[Dataset records]
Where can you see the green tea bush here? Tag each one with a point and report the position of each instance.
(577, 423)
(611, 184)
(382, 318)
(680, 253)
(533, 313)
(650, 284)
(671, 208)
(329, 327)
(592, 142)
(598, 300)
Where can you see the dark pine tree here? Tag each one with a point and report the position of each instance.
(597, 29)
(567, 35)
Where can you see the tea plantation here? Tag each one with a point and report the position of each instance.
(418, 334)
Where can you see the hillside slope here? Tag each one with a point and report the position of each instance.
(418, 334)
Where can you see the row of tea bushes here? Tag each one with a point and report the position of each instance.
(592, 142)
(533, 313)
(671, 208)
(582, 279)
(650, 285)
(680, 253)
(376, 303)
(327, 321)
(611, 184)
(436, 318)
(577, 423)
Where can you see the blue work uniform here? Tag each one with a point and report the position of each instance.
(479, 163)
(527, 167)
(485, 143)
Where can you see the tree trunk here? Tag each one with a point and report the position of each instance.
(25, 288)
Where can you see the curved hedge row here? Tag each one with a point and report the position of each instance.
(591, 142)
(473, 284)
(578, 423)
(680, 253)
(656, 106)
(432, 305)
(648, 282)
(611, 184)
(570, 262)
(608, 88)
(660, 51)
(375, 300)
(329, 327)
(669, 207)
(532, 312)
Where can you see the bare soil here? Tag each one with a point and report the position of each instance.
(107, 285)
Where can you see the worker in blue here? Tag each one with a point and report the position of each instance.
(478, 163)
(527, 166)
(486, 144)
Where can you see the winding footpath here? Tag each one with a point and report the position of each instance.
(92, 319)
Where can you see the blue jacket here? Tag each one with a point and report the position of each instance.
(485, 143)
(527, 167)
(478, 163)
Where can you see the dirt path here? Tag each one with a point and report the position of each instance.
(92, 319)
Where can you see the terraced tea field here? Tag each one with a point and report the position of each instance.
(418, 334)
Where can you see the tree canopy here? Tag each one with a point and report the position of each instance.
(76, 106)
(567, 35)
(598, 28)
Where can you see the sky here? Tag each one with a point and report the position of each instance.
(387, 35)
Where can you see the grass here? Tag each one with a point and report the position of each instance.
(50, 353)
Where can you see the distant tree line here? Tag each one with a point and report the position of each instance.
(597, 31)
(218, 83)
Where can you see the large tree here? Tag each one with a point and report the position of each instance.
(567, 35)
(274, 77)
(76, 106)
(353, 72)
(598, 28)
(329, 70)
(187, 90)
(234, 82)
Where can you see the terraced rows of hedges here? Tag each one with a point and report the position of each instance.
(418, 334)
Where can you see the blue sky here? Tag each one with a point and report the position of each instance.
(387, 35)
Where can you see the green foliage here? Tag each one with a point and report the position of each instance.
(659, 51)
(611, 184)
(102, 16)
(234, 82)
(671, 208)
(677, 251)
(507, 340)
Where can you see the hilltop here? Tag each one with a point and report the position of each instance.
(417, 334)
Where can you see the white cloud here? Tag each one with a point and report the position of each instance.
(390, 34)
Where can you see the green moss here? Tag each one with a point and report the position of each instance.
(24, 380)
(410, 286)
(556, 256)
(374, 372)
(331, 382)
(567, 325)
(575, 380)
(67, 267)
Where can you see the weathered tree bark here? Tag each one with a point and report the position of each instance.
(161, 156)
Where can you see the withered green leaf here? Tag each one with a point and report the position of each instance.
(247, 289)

» **Problem description**: Write out every entry verbatim.

» **Written answer**:
Where can you see the green tea bush here? Tag each one with a point and report the position of each instance.
(577, 423)
(611, 184)
(382, 318)
(680, 253)
(533, 313)
(650, 284)
(671, 208)
(329, 327)
(592, 142)
(598, 300)
Where can you see the dark pine tree here? Tag each one with a point and report the position of each instance.
(597, 29)
(567, 35)
Where can you see the tea plantation here? Tag each one with a point and report the position of each instance.
(418, 334)
Where can you see the hillside slope here? Tag each one with a point and report the position of each instance.
(418, 334)
Where can you see the row of tea bushes here? Tag each one with a point and report the position of each instance.
(592, 142)
(533, 313)
(671, 208)
(582, 279)
(650, 285)
(680, 253)
(376, 303)
(327, 321)
(611, 184)
(436, 318)
(577, 423)
Where can you see the blue work uniform here? Tag each one with a point and report the position of each instance.
(479, 163)
(527, 167)
(485, 143)
Where can you see the tree trunk here? Tag each one with a point and report the position of each instance.
(25, 288)
Where can you see the curved hedge row here? Tag each one with a point and report the position of each instance.
(591, 142)
(473, 284)
(578, 423)
(680, 253)
(656, 106)
(432, 305)
(648, 282)
(611, 184)
(570, 262)
(608, 88)
(660, 51)
(375, 300)
(329, 327)
(669, 207)
(532, 312)
Where can you see the bare soil here? Tag each one with a point and report the position of each instance.
(107, 285)
Where can you see the worker in blue here? Tag each one with a point and report the position of each instance.
(478, 163)
(527, 166)
(486, 144)
Where can you see the winding footpath here? Tag each one with a point and report the position of each instance.
(92, 319)
Where can you see the blue jacket here? Tag each one with a point and report the position of each instance.
(485, 143)
(527, 167)
(478, 163)
Where can you see the dirt path here? Tag each one with a point and report the position of each instance.
(92, 319)
Where can you see the terraced tea field here? Tag each one with a point and report the position of each instance.
(418, 334)
Where can you see the tree canopy here? Tag each one with a point and report the position of each instance.
(76, 106)
(567, 35)
(598, 28)
Where can you see the sky here? Tag each one with a point and report the position of each instance.
(387, 35)
Where can you see the grass here? Tag each one with a point and report the position of each instance.
(50, 353)
Where can you see the distant tree line here? Tag each one with a point and report the position of each instance.
(597, 31)
(218, 83)
Where can you see the large tree here? Tag each one with a point and report the position of each instance.
(567, 35)
(274, 77)
(76, 106)
(353, 72)
(598, 28)
(329, 70)
(187, 90)
(234, 82)
Where can you see the terraced rows of hedges here? Tag each one with a point and report the position of each instance.
(418, 334)
Where can you see the blue sky here? Tag each one with a point and report the position of each instance.
(387, 35)
Where can you see the green foliage here? Tag each one with a point and report the position of each instance.
(659, 51)
(611, 184)
(102, 16)
(234, 82)
(671, 208)
(677, 251)
(507, 340)
Where can you see the hilltop here? Tag each one with a point and report the position of each instance.
(417, 334)
Where can you see the white cloud here? Tag each one with a point and report the position of each instance.
(390, 34)
Where can you see the green moss here? Tag each one with a point and report the position of each instance.
(24, 380)
(410, 286)
(556, 256)
(374, 372)
(331, 382)
(567, 325)
(575, 380)
(67, 267)
Where can you see the weathered tree bark here? Tag each one with a point and report the position of each instance.
(161, 156)
Where can you see the withered green leaf here? Tag each one with a point and report the position of each instance.
(247, 289)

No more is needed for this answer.